All of the records are to be copied out exactly, with nothing left out.

*** Available data Section Begins ***

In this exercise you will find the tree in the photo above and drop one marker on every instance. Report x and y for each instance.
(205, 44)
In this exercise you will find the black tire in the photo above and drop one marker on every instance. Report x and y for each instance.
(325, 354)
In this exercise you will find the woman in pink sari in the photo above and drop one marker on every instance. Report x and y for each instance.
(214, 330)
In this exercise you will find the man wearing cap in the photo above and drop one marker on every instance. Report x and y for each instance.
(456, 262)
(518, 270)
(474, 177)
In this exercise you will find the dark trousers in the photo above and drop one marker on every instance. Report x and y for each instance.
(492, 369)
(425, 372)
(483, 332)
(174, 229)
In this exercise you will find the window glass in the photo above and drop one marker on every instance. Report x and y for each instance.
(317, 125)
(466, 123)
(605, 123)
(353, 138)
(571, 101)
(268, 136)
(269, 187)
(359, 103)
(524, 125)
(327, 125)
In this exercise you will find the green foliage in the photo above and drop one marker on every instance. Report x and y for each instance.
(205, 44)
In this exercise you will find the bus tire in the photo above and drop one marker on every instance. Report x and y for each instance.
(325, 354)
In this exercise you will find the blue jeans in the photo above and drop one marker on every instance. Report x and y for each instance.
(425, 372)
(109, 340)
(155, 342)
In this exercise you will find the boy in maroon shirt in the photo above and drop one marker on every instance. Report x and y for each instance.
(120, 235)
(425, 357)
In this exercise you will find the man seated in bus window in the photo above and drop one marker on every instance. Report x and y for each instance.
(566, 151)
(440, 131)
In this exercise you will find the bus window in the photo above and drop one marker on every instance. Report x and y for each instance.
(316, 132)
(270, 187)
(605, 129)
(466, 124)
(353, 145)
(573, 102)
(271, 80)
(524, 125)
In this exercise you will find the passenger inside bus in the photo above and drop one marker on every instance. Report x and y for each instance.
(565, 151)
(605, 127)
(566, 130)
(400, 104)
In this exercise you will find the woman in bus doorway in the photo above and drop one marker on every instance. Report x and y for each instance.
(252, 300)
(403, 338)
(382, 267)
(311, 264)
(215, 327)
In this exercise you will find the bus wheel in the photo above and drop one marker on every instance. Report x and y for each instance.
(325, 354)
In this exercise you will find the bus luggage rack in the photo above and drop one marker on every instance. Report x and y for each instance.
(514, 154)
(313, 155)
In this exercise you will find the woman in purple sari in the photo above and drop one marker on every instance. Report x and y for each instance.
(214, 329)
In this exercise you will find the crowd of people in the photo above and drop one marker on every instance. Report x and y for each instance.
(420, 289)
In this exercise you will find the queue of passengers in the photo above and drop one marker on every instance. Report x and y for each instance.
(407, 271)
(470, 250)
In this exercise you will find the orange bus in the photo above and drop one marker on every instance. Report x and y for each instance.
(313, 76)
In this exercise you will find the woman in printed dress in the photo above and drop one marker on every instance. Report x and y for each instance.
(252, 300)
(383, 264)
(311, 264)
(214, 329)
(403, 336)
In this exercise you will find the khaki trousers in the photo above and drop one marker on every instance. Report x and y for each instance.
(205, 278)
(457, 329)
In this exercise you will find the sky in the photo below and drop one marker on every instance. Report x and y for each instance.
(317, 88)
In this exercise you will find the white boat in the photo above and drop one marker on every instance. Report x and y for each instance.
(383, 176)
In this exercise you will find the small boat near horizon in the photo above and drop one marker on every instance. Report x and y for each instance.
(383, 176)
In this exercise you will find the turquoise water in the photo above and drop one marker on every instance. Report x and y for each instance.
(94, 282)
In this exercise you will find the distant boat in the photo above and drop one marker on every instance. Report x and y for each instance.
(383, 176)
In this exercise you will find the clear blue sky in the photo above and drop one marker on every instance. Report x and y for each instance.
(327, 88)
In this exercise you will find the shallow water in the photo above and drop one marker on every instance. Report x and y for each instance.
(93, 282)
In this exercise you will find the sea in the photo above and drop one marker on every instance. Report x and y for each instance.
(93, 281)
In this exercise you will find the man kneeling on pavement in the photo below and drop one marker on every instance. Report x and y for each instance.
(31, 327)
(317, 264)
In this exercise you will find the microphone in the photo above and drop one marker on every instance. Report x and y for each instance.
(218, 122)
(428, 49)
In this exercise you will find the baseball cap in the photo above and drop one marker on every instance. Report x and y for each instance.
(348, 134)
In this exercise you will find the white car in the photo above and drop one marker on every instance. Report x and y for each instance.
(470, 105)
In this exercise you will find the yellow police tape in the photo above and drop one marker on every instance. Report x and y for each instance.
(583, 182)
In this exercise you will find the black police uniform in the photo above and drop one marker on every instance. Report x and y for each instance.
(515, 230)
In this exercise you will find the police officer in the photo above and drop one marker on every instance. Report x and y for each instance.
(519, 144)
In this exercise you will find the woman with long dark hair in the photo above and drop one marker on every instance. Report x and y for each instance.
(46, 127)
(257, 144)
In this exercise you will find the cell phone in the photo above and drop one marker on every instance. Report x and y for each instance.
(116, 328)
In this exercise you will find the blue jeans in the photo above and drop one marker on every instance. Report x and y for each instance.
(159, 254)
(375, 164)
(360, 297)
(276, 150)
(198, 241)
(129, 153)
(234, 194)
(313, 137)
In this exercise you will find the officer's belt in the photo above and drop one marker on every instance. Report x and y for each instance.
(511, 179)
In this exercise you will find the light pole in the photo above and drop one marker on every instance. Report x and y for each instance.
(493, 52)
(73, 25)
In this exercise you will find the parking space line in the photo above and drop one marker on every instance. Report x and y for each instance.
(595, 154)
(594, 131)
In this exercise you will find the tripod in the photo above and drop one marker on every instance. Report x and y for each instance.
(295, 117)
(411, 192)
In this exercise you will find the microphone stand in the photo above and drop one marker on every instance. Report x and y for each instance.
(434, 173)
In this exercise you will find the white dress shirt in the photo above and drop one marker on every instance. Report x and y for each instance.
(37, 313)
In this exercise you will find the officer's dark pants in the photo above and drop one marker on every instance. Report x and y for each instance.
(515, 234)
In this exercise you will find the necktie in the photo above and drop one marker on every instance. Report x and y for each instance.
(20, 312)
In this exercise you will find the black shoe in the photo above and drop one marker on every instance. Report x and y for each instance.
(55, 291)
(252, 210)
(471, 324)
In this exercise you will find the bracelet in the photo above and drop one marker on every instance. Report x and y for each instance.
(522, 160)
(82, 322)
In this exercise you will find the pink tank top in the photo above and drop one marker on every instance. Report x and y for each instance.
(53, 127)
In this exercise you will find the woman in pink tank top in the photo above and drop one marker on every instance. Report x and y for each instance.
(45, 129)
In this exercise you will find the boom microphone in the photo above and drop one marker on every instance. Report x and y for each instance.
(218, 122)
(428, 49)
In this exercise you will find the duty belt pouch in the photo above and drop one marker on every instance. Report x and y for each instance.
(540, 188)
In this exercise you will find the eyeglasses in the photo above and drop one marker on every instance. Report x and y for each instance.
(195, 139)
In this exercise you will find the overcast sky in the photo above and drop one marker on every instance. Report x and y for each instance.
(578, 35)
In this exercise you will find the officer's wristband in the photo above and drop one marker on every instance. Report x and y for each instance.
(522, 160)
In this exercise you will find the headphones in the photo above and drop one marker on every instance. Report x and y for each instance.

*** Available data Section Ends ***

*Solution to the exercise:*
In this exercise you will find the tree in the photo above and drop one marker on every instance. Report x and y for each instance.
(205, 44)
In this exercise you will find the black tire in the photo above and drop one marker on every instance. Report x and y for each instance.
(325, 354)
In this exercise you will find the woman in pink sari in the photo above and drop one marker on every instance. Report x and y for each instance.
(214, 330)
In this exercise you will find the man wearing cap in the photo above and drop one marker on every instance. Report x and y for each instance.
(456, 262)
(518, 270)
(474, 177)
In this exercise you will find the dark trousers in the photo above and drop one marker on every instance. Report x and y for each instance.
(492, 369)
(425, 372)
(483, 332)
(174, 229)
In this exercise you will find the window glass in the photo above and drop one marker on every instance. Report x and y for each instance.
(317, 125)
(466, 123)
(605, 123)
(353, 138)
(571, 101)
(268, 136)
(269, 187)
(359, 103)
(524, 125)
(327, 125)
In this exercise you will find the green foliage in the photo above and drop one marker on every instance. Report x and y for each instance.
(205, 44)
In this exercise you will find the bus tire in the photo above and drop one marker on every instance. Report x and y for each instance.
(325, 354)
In this exercise you will find the blue jeans in the photo above and drop one marker on every instance. Report x and y for each instance.
(425, 372)
(109, 340)
(155, 342)
In this exercise you will find the boy in maroon shirt in the photo above and drop one marker on every instance. Report x and y for each instance.
(120, 235)
(425, 357)
In this exercise you will find the man seated in bus window in the photo above and drop one marker on every instance. Report x and y for each instance.
(566, 151)
(440, 131)
In this exercise you will find the bus window in the photo above and drop one marker on every instance. Report x and y for each instance.
(316, 132)
(270, 187)
(605, 129)
(466, 124)
(353, 145)
(573, 102)
(271, 80)
(524, 125)
In this exercise you will find the passenger inside bus in the photo above and drop one marker on every instance. Report x and y for each instance.
(565, 151)
(605, 127)
(566, 130)
(400, 104)
In this exercise you will find the woman in bus doorway in the photo above and drop one marker on every instance. Report x and y for each instance.
(252, 300)
(403, 338)
(382, 267)
(311, 264)
(215, 327)
In this exercise you will find the bus wheel in the photo above and drop one marker on every instance. Report x and y for each instance.
(325, 354)
In this exercise you will find the bus luggage rack in the photo above and drop one marker on every instance. Report x and y for each instance.
(514, 154)
(313, 155)
In this exercise you will find the woman in purple sari in the photo above and drop one marker on every instance. Report x and y for each instance.
(214, 329)
In this exercise you will find the crowd of people in the photo above and drop one marker on every instance. Report x and y for each instance.
(420, 289)
In this exercise you will find the queue of passengers in the photo above and drop one marker on every instance. Report x and y for each instance.
(407, 271)
(470, 250)
In this exercise you will find the orange bus in the photo above and drop one marker on every instance. Report x and y for each instance.
(313, 76)
In this exercise you will find the woman in printed dress in the photo above and drop one marker on every instance. Report x and y for each instance.
(252, 300)
(383, 264)
(311, 264)
(214, 329)
(403, 336)
In this exercise you will find the khaki trousers in the photo above and drop one marker on every instance. Report x and y for each instance.
(205, 278)
(457, 329)
In this exercise you will find the sky in the photo below and drop one marker on every instance. Report x and y for each instance.
(317, 88)
In this exercise you will find the white boat in the photo above and drop one marker on every instance. Report x and y for each instance.
(383, 176)
In this exercise you will find the small boat near horizon in the photo above and drop one marker on every instance. Report x and y for each instance.
(383, 176)
In this exercise you will find the turquoise water in the photo above and drop one marker on every instance. Report x and y for each instance.
(94, 282)
In this exercise you will find the distant boat in the photo above and drop one marker on every instance. Report x and y for each instance.
(383, 176)
In this exercise you will find the clear blue sky in the photo above and drop one marker on every instance. Report x and y for each instance.
(327, 88)
In this exercise you will find the shallow water in the photo above and drop one marker on every instance. Report x and y for each instance.
(93, 282)
In this exercise you will find the sea in the photo above and drop one marker on every instance. Report x and y for each instance.
(93, 281)
In this exercise you will find the man kneeling on pavement in the photo below and drop one marker on every instance. Report x and y for each instance.
(31, 327)
(317, 264)
In this exercise you will find the microphone in the photo above and drop one marker on every instance. Report x and y for each instance.
(218, 122)
(428, 49)
In this exercise you will find the baseball cap in the photo above and drop one marker on every instance. Report x and y for each instance.
(348, 134)
In this exercise you will find the white car in the photo above and drop one marker on every instance. Report x and y for each instance.
(470, 105)
In this exercise you will find the yellow police tape in the photo above and drop one marker on every instance. Report x and y for each instance.
(583, 182)
In this exercise you will find the black police uniform in the photo above and drop one marker on every instance. Report x and y for each instance.
(515, 230)
In this exercise you will find the police officer in the photo above and drop one marker on every instance. Report x and y for each instance.
(519, 144)
In this exercise you will find the woman with long dark hair in the photo above and drop one marker on every instance. Report x and y for each instance.
(46, 127)
(257, 144)
In this exercise you will find the cell phone in the photo above and drop one marker on every instance. Report x and y for each instance.
(116, 328)
In this exercise you will find the blue jeans in the photo above and drop one marker on every instance. Report x and y for each instance.
(159, 254)
(375, 164)
(360, 297)
(276, 150)
(198, 241)
(129, 153)
(234, 194)
(313, 137)
In this exercise you will find the officer's belt in the photo above and drop one marker on every instance. Report x and y for each instance.
(511, 179)
In this exercise you will find the light pole in the photo above and drop one marker on every instance. Report x and y for each instance.
(493, 52)
(73, 25)
In this exercise you will find the parking space line in the photo above and drop one marker on every instance. Report x and y for each instance.
(595, 154)
(594, 131)
In this exercise you will find the tripod in the photo above and drop one marker on every instance. Report x and y for each instance.
(295, 117)
(411, 192)
In this exercise you will find the microphone stand in the photo above and drop one marker on every instance. Report x and y for each instance.
(434, 173)
In this exercise you will find the white dress shirt in the photo above and drop one marker on every instance. Report x and y for each instance.
(37, 313)
In this exercise you will find the officer's dark pants in the photo above and drop one marker on every instance. Report x and y for each instance.
(515, 234)
In this exercise you will find the necktie in the photo above and drop one marker on every instance. Report x and y for each instance.
(20, 312)
In this exercise you will find the black shoe in the photo above and drop one marker on every instance. Report x and y for each instance.
(55, 291)
(252, 210)
(471, 324)
In this exercise you will find the bracelet in the photo above and drop one marker on every instance. Report x and y for each instance.
(522, 160)
(82, 322)
In this exercise you will find the pink tank top in the photo above and drop one marker on every instance. Report x and y for each instance.
(53, 127)
In this exercise you will find the woman in pink tank top in the photo above and drop one marker on every instance. Report x and y for each instance.
(45, 129)
In this exercise you will find the boom microphone in the photo above and drop one marker on every instance. Report x and y for each instance.
(218, 122)
(428, 49)
In this exercise you will find the duty belt pouch in the photo above and drop one marker on every instance. Report x and y for each instance.
(540, 188)
In this exercise you will find the eyeglasses in the photo above and drop one marker on every instance. Report x and y for each instance.
(195, 139)
In this exercise you will find the overcast sky in the photo above and drop one marker on every instance. Report x and y for each instance.
(578, 35)
In this exercise you will find the officer's wristband in the photo above and drop one marker on every instance. Report x and y for each instance.
(522, 160)
In this exercise you will find the headphones in the photo above and drop one marker on every instance. Report x and y for each instance.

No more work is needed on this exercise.